=== Exercise inputs ===

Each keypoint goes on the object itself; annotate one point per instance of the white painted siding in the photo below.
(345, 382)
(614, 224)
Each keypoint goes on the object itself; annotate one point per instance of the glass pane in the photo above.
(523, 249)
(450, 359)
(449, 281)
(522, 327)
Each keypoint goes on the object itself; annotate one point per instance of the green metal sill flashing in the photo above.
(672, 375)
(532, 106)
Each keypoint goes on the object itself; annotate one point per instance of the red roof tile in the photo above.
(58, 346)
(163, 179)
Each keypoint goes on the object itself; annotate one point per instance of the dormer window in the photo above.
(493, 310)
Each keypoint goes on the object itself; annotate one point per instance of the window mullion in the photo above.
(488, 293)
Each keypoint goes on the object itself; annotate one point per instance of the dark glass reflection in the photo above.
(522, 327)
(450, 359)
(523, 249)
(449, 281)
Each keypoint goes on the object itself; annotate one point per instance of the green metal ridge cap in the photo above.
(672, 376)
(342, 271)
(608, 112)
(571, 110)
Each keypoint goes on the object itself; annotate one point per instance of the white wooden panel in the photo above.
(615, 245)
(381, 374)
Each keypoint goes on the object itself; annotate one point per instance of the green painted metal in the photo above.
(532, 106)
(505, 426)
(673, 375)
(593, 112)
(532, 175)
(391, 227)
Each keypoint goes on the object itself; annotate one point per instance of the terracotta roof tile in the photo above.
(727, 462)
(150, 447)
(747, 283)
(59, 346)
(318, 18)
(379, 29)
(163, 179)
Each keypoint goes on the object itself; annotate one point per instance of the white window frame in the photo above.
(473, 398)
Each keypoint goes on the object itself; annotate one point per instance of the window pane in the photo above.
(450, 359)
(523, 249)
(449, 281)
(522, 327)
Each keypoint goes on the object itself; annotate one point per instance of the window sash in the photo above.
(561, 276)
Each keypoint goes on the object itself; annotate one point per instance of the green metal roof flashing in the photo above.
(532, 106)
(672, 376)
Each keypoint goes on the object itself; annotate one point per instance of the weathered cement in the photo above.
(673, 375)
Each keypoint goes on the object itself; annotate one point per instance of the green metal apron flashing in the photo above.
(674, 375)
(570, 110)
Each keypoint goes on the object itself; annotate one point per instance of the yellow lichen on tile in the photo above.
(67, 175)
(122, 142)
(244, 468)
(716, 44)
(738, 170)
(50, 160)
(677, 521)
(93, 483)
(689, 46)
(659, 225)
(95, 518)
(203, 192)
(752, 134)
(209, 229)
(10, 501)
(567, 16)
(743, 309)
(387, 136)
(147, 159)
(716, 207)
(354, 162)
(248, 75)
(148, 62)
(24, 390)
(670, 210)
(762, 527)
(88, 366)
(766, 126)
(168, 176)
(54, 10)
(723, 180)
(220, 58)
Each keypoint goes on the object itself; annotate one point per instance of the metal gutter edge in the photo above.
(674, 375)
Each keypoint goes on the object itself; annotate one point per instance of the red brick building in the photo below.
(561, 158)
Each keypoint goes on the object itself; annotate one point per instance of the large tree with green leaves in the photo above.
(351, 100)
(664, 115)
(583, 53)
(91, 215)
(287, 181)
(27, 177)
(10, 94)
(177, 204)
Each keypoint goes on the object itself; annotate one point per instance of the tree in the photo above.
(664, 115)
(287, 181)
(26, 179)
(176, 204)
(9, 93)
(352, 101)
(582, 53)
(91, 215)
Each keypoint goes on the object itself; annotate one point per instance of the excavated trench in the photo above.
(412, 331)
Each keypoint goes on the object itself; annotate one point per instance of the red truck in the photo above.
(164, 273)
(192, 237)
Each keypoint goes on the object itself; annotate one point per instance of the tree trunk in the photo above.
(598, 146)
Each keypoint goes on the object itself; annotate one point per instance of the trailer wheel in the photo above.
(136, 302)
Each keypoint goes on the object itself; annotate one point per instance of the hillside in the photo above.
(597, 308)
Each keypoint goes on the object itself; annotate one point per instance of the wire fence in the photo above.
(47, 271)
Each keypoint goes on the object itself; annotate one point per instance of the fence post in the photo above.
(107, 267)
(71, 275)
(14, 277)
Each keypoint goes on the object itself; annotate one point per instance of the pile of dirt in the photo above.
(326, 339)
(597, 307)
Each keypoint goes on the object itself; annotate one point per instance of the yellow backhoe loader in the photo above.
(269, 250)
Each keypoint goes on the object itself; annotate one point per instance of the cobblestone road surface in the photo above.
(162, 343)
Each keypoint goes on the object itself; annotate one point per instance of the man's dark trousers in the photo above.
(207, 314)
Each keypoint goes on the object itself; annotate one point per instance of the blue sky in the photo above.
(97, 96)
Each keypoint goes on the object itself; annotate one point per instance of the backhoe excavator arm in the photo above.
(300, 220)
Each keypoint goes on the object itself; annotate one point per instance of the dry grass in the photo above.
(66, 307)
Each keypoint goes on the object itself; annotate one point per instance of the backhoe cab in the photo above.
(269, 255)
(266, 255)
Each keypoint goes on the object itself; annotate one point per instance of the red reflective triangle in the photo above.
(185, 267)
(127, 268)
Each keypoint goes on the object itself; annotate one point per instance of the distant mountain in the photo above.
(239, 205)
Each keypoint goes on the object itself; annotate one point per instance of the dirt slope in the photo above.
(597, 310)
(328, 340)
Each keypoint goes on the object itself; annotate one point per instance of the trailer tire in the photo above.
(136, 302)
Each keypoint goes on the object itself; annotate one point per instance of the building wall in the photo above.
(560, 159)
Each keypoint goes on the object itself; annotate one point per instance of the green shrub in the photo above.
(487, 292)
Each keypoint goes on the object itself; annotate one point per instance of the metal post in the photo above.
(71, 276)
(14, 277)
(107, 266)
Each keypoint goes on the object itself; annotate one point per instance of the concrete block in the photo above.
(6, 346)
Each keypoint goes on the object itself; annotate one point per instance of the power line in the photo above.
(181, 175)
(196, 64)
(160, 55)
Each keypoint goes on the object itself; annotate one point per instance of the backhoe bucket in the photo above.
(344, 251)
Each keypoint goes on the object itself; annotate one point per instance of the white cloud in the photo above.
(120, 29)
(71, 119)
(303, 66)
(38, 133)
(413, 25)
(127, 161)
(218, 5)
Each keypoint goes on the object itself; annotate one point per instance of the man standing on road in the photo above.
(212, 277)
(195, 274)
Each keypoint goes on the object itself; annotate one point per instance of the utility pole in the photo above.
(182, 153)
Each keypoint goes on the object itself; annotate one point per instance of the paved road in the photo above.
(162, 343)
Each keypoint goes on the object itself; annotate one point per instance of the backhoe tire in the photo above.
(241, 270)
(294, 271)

===

__What this task involves__
Take the entries above and copy them out exactly.

__Written response__
Each keypoint goes on the object itself; annotate one point per instance of the white painted siding in the photo below.
(345, 382)
(614, 224)
Each keypoint goes on the object itself; annotate one point per instance of the glass pane in the photo above.
(523, 249)
(450, 359)
(449, 281)
(522, 327)
Each keypoint goes on the object itself; annotate one point per instance of the green metal sill flashing in the photo above.
(672, 375)
(532, 106)
Each keypoint goes on the object itself; annotate one point per instance of the red roof tile in the photo above.
(58, 346)
(163, 179)
Each keypoint goes on the object itself; annotate one point per instance of the dormer window in the photo above.
(493, 310)
Each keypoint goes on the object itself; annotate one point per instance of the window mullion in the photo above.
(488, 293)
Each keypoint goes on the object itself; annotate one point per instance of the dark glass reflection in the photo above.
(522, 327)
(450, 359)
(523, 249)
(449, 281)
Each keypoint goes on the object itself; annotate one point per instance of the green metal ridge cap in the photo above.
(672, 376)
(342, 271)
(608, 112)
(571, 110)
Each keypoint goes on the object itself; annotate one point per instance of the white wooden panel in the photo above.
(615, 245)
(381, 374)
Each keypoint goes on the object itself; annotate one point per instance of the green painted metal in the photo above.
(532, 106)
(505, 426)
(673, 375)
(593, 112)
(532, 175)
(391, 227)
Each keypoint goes on the object itself; annotate one point per instance of the terracotta roof tile in the photo above.
(727, 462)
(150, 447)
(747, 283)
(59, 346)
(318, 18)
(379, 29)
(163, 179)
Each keypoint goes on the object itself; annotate one point per instance of the white window frame in the photo above.
(473, 398)
Each keypoint goes on the object itself; annotate one point per instance of the window pane in the photo above.
(450, 359)
(523, 249)
(449, 281)
(522, 327)
Each keypoint goes on the object itself; annotate one point per instance of the window sash in the photo above.
(561, 276)
Each keypoint goes on the object itself; annotate one point per instance of the green metal roof flashing in the photo above.
(532, 106)
(672, 376)
Each keypoint goes on the object itself; annotate one point per instance of the weathered cement in the photo above.
(673, 375)
Each keypoint goes on the object itself; annotate one point per instance of the green metal apron flashing in the photo above.
(674, 375)
(570, 110)
Each keypoint goes on the object itself; annotate one point per instance of the yellow lichen on tile in the photo above.
(67, 175)
(122, 142)
(244, 468)
(716, 44)
(738, 170)
(50, 160)
(677, 521)
(93, 483)
(689, 46)
(659, 225)
(95, 518)
(203, 192)
(752, 134)
(209, 229)
(10, 501)
(567, 16)
(743, 309)
(387, 136)
(147, 159)
(716, 207)
(354, 162)
(248, 75)
(148, 62)
(24, 390)
(670, 210)
(762, 527)
(88, 366)
(766, 126)
(168, 176)
(54, 10)
(723, 180)
(220, 58)
Each keypoint goes on the object itself; annotate one point per instance of the metal gutter edge in the photo above.
(674, 375)
Each keypoint goes on the object itself; annotate one point per instance of the red brick building in the photo below.
(561, 158)
Each keypoint goes on the object itself; annotate one point per instance of the large tree with green leaves in the photo above.
(351, 100)
(664, 115)
(583, 53)
(91, 215)
(287, 181)
(27, 177)
(10, 94)
(177, 204)
Each keypoint goes on the object itself; annotate one point per instance of the tree in the photo above.
(664, 115)
(287, 181)
(26, 179)
(176, 204)
(9, 93)
(352, 101)
(582, 53)
(91, 215)
Each keypoint goes on the object itself; annotate one point per instance of the excavated trench in the photo above.
(412, 331)
Each keypoint goes on the object itself; annotate one point per instance of the red truck in the photo above.
(164, 273)
(192, 237)
Each keypoint goes on the object itself; annotate one point per instance of the tree trunk in the photo above.
(598, 146)
Each keypoint goes on the object itself; annotate one point per instance of the trailer wheel in the photo above.
(136, 302)
Each keypoint goes on the object itself; annotate one point per instance of the hillside in the photo above.
(597, 308)
Each keypoint goes on the object itself; annotate one point per instance of the wire fence in the photo above.
(47, 271)
Each keypoint goes on the object itself; annotate one point per instance of the fence post in the photo above.
(107, 267)
(71, 275)
(14, 277)
Each keypoint goes on the object itself; annotate one point per instance of the pile of dirt in the photo above.
(326, 339)
(597, 307)
Each keypoint goes on the object itself; annotate one point per instance of the yellow backhoe loader in the photo above.
(269, 250)
Each keypoint goes on the object itself; annotate one point per instance of the cobblestone road surface in the photo above.
(162, 343)
Each keypoint goes on the object itself; annotate one point per instance of the man's dark trousers in the photo above.
(207, 314)
Each keypoint goes on the object itself; annotate one point per instance of the blue sky in the photo above.
(97, 96)
Each keypoint goes on the object itself; annotate one point per instance of the backhoe excavator arm in the photo above.
(300, 220)
Each keypoint goes on the object itself; annotate one point per instance of the dry grass in the photo above.
(66, 307)
Each keypoint goes on the object itself; annotate one point per instance of the backhoe cab in the photo above.
(269, 255)
(266, 255)
Each keypoint goes on the object itself; annotate one point per instance of the red reflective triangle in the photo above.
(185, 267)
(127, 268)
Each keypoint goes on the object itself; annotate one point per instance of the distant mountain in the photo above.
(239, 205)
Each keypoint goes on the object itself; annotate one point per instance of the dirt slope in the photo above.
(597, 310)
(328, 340)
Each keypoint goes on the object itself; annotate one point per instance of the trailer tire in the photo above.
(136, 302)
Each keypoint goes on the object itself; annotate one point per instance of the building wall in the photo above.
(560, 159)
Each keypoint goes on the object itself; annotate one point per instance of the green shrub in the photo above.
(487, 292)
Each keypoint goes on the object itself; annotate one point per instance of the metal post in the photo above.
(71, 276)
(14, 277)
(107, 266)
Each keypoint goes on the object itself; annotate one point per instance of the concrete block in the photo above.
(6, 346)
Each keypoint goes on the object itself; annotate one point per instance of the power line in the photo above.
(181, 175)
(196, 64)
(160, 55)
Each keypoint goes on the object itself; annotate one point per instance of the backhoe bucket in the photo above.
(344, 251)
Each keypoint goes on the object itself; annotate one point per instance of the white cloud in the photo above.
(120, 29)
(71, 119)
(303, 66)
(38, 133)
(413, 25)
(127, 161)
(218, 5)
Each keypoint goes on the object itself; annotate one point per instance of the man standing on road in the photo above.
(212, 277)
(195, 274)
Each keypoint goes on the object itself; annotate one point per instance of the utility pole in the photo above.
(182, 153)
Each keypoint goes on the object itself; annotate one point per instance of the paved road in the photo above.
(162, 343)
Each keypoint goes on the object itself; annotate one point per instance of the backhoe tire in the photo above.
(241, 270)
(294, 271)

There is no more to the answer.